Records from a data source
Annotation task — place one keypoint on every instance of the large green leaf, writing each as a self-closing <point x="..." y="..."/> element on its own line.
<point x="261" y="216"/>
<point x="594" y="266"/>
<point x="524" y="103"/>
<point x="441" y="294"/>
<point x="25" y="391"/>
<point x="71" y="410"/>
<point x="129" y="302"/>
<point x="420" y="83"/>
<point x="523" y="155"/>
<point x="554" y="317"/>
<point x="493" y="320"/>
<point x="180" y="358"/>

ASSIGNMENT
All entries are to be returned word for word.

RESPONSE
Annotation task — place one keypoint on every instance of the large green leaf, writing each as a self-closing <point x="..." y="..."/> element on its own line.
<point x="261" y="216"/>
<point x="594" y="266"/>
<point x="524" y="103"/>
<point x="441" y="294"/>
<point x="25" y="391"/>
<point x="71" y="410"/>
<point x="129" y="302"/>
<point x="420" y="83"/>
<point x="523" y="155"/>
<point x="554" y="317"/>
<point x="493" y="320"/>
<point x="180" y="358"/>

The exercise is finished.